NYT Reverses Reporting on Iran's Gay Teen Hangings
[This was sent to Ms. Mathis, spokeswoman for the paper, over the weekend, and I hope to receive a reply from her on Monday morning. This reversal in reporting a key fact is significant.]
Catherine Mathis
The New York Times
Dear Catherine,
As a gay activist, I have been involved with organizing street protests and candlelight memorials for Iranian teenagers Ayaz Marhoni and Mahmoud Asgari since July 2005, when news and horrific photos of their hanging in Mashad began circulating on the web.
I believe one reason they were executed was because they engaged in homosexual relations, and that the Iranian government threw extra charges at the boys to obscure the inherent gay element to their hangings.
There have been questions raised by non-governmental organizations, particularly Human Rights Watch, about why Marhoni and Asgari were put to death in the public square, and HRW has never gone on record stating conclusively either that the boys were gay or killed for homosexual relations.
In the July 29, 2005, Times article by Nazila Fathi on the case, she never used the words gay or homosexual, even to report that in the gay and human rights communities, debate raged about whether the hangings were gay-related or part of a larger anti-gay campaign by the Islamic Republic's leaders. Fathi also prominently cited the investigation by HRW and quoted a researcher for the NGO high-up in the story.

_STATED EXERCISE 1_
In the letter about the Times coverage of the Mashad hangings, since when has the writer been organizing street protests and candlelight memorials for the two teenagers?

(Dataset records)
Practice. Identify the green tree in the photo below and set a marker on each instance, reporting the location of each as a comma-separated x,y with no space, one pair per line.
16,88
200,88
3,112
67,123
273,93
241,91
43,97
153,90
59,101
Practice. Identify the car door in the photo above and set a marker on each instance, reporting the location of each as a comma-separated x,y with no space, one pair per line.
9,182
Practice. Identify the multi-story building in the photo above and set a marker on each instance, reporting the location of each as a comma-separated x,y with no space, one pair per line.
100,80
---
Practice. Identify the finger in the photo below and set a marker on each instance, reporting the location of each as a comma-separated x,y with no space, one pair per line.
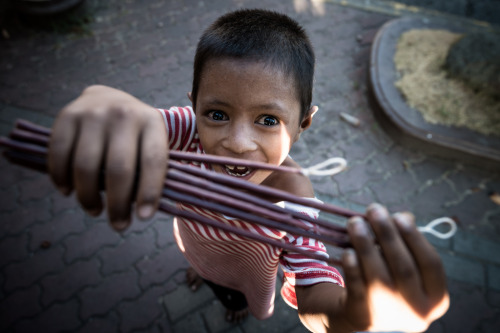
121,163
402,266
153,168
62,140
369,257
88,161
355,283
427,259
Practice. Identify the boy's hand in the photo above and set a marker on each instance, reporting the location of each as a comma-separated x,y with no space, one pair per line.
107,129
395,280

_STATED EXERCISE 2_
Identify each line of the listing that contains the word "above", treating uppercase and lowercase as different, and copy those lines out.

_RIGHT ANSWER 1_
Since July 2005.

_RIGHT ANSWER 2_
Practice. Identify the car door in the photo above and set a marker on each instance, reporting the location of each as a comma-separated x,y with no space, one pair per line.
Practice. Identify the multi-story building in the photo above and set a marker on each instance, reporting the location of each as a comma-separated x,y with no space, one pair per line.
Practice. Identify the boy's hand in the photo above and set a marker on each instance, reporting the location of each as a comma-separated x,y with no space, one pair per line.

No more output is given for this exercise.